Referring expression pointing data
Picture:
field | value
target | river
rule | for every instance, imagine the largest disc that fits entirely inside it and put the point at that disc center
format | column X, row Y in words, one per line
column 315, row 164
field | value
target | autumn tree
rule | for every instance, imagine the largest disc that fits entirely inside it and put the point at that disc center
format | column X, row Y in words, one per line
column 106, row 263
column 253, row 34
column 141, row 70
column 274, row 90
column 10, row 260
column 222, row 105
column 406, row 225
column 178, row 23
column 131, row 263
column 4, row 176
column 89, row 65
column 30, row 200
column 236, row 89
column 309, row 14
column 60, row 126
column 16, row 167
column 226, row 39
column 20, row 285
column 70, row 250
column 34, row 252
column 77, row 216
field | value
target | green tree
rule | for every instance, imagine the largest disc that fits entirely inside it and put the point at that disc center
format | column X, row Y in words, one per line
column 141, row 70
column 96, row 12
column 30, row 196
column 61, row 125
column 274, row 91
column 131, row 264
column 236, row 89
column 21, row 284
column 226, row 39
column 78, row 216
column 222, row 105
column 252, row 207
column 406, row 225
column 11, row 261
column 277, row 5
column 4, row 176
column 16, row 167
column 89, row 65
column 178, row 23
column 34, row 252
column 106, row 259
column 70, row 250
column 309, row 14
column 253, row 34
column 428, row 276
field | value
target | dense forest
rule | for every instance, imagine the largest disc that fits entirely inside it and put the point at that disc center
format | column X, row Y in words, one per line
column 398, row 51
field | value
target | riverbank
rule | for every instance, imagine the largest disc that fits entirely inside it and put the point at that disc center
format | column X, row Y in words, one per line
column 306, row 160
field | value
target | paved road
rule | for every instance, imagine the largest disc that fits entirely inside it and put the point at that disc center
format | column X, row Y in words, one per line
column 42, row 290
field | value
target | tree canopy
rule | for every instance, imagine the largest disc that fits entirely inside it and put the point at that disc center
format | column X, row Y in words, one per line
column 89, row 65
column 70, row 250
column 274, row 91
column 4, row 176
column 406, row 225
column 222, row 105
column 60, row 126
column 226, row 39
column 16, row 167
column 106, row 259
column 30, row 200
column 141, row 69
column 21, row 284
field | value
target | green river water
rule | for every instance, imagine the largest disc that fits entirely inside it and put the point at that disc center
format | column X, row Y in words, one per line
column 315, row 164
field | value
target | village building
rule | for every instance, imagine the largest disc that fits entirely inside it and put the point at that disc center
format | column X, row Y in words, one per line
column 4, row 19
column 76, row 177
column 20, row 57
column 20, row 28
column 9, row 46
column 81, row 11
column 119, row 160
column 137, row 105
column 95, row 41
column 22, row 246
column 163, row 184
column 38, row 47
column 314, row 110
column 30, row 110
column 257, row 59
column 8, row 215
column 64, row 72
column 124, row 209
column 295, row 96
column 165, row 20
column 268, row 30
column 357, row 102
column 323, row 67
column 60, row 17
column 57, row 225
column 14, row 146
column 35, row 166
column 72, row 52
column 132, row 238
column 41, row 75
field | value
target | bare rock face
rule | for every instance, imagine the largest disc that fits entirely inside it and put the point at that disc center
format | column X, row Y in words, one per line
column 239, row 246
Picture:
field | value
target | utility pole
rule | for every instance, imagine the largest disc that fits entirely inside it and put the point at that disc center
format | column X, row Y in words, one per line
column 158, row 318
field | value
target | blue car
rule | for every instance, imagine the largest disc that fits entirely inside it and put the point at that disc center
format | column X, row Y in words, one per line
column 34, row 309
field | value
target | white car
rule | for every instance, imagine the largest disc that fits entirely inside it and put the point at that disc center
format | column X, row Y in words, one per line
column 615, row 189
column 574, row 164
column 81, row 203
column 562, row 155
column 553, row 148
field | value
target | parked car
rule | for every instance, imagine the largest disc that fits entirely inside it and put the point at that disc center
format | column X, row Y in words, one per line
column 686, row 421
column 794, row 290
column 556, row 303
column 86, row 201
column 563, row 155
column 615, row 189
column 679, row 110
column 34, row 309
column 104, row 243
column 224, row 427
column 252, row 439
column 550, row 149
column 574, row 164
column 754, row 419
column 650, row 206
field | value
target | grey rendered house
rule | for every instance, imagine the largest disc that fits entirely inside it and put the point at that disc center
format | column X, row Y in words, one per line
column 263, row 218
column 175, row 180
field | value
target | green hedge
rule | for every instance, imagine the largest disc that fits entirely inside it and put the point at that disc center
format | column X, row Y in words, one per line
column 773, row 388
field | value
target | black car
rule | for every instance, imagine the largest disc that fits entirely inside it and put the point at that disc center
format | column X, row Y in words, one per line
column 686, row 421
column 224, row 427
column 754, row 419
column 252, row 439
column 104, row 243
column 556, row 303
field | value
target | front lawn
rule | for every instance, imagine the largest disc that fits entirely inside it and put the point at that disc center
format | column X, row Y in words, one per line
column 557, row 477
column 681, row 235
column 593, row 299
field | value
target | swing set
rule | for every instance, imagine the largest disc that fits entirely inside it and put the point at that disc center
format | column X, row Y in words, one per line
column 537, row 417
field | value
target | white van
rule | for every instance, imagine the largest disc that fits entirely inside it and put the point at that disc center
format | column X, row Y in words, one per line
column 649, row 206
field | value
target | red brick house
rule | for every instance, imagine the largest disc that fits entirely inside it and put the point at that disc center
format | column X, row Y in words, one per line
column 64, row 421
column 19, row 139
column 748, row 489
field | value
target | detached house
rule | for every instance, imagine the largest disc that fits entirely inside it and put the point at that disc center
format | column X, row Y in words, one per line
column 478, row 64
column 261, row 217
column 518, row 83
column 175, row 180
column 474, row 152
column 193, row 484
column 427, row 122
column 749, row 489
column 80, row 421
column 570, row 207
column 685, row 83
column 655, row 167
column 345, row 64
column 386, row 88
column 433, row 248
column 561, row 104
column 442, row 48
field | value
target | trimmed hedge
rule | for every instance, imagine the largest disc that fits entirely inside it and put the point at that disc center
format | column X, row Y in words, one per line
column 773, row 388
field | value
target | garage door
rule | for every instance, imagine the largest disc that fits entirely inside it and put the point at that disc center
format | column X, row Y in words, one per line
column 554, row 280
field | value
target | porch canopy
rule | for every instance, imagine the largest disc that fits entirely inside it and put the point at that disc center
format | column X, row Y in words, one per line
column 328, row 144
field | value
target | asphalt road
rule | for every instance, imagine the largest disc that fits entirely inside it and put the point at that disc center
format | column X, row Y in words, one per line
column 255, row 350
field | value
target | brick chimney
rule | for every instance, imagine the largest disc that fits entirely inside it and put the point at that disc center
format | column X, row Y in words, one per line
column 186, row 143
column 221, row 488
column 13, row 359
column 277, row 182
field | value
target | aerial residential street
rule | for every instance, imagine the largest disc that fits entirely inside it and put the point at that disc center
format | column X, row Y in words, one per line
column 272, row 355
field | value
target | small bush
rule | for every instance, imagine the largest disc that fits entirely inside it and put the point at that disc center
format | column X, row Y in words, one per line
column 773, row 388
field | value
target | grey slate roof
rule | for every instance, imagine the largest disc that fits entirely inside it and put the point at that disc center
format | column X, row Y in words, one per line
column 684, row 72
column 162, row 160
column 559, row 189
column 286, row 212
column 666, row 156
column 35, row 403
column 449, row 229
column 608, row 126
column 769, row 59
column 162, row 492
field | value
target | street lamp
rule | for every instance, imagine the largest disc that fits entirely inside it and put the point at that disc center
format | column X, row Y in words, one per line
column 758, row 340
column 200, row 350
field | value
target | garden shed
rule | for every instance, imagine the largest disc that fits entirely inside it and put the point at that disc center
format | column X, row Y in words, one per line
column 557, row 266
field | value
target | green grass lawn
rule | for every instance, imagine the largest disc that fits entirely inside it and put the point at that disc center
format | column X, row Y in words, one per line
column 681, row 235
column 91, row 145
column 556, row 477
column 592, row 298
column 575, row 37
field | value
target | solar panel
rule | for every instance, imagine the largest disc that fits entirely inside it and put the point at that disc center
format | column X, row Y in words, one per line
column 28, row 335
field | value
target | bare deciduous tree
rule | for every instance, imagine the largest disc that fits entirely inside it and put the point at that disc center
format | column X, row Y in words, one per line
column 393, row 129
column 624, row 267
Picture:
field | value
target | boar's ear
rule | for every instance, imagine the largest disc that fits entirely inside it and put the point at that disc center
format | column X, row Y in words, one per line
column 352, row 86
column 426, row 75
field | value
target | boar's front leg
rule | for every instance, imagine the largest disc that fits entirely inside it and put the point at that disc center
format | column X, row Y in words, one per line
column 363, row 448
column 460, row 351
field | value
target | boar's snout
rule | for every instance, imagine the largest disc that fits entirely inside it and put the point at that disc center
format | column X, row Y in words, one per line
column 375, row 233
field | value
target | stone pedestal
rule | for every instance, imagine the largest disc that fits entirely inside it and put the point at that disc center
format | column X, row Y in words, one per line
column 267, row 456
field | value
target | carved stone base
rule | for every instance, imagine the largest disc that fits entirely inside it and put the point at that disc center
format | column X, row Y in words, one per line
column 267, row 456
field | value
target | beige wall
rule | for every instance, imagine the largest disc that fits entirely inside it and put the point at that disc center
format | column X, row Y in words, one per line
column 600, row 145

## What needs to be done
Both the line containing "target | green river water" and the line containing "target | bare rock face" belong in the answer. Print them and every line above that falls between them exactly, and no others.

## Result of this task
target | green river water
rule | for every instance, imagine the largest disc that fits entirely inside it and put the point at that disc center
format | column X, row Y in words, one per line
column 315, row 164
field | value
target | village building
rule | for every instance, imagine the largest disc that fits entirely inside it and put the point at that disc center
format | column X, row Y in words, one per line
column 4, row 19
column 76, row 177
column 20, row 57
column 20, row 28
column 9, row 46
column 81, row 11
column 119, row 160
column 137, row 105
column 95, row 41
column 22, row 246
column 163, row 184
column 38, row 47
column 314, row 110
column 30, row 110
column 257, row 59
column 8, row 215
column 64, row 72
column 124, row 209
column 295, row 96
column 165, row 20
column 268, row 30
column 357, row 102
column 323, row 67
column 60, row 17
column 57, row 225
column 14, row 146
column 35, row 166
column 72, row 52
column 132, row 238
column 41, row 75
field | value
target | bare rock face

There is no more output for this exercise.